Collect each line of the data below that contains the word "orange". Case counts.
****
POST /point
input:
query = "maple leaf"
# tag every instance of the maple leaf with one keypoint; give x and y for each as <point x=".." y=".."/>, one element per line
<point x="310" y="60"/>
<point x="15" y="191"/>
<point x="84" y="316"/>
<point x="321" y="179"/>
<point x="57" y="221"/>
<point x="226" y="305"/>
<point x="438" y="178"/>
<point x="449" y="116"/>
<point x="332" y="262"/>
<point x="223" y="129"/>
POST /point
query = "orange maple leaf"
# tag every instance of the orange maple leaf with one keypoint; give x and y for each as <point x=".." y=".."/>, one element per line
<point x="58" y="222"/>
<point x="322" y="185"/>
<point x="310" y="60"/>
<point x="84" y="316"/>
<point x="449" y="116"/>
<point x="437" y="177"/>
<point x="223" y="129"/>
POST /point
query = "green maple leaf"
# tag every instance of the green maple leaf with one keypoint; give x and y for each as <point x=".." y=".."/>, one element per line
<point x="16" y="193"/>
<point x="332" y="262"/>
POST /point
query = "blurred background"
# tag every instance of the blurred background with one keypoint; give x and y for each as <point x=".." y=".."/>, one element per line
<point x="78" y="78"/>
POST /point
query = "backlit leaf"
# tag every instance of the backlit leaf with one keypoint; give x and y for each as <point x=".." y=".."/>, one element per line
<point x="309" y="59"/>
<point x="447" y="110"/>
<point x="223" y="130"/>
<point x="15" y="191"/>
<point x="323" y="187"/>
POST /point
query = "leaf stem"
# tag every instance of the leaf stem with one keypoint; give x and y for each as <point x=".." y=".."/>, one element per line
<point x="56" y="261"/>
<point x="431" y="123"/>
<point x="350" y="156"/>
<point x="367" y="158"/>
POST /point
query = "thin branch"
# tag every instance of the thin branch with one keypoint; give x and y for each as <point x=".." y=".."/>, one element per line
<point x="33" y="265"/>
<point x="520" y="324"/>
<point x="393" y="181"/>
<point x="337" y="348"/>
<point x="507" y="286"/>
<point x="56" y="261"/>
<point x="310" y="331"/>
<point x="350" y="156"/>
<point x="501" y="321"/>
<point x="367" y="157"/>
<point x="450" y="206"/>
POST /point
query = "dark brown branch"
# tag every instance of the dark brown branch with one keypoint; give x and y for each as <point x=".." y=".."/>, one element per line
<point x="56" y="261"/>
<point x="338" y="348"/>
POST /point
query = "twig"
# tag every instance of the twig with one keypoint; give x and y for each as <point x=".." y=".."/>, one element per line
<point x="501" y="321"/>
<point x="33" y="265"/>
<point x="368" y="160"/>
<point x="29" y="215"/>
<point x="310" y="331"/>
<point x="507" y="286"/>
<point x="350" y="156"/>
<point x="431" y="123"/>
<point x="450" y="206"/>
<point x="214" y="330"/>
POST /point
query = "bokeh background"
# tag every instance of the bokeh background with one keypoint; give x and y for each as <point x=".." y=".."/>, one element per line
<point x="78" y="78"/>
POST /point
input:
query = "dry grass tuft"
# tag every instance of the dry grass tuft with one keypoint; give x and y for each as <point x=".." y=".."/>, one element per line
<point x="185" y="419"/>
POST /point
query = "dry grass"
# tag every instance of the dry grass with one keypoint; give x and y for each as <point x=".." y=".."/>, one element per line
****
■ Exercise answer
query = "orange maple leaf"
# tag every instance of the orange maple leaf with one keypoint; give x and y for each as <point x=".." y=".."/>, one element per line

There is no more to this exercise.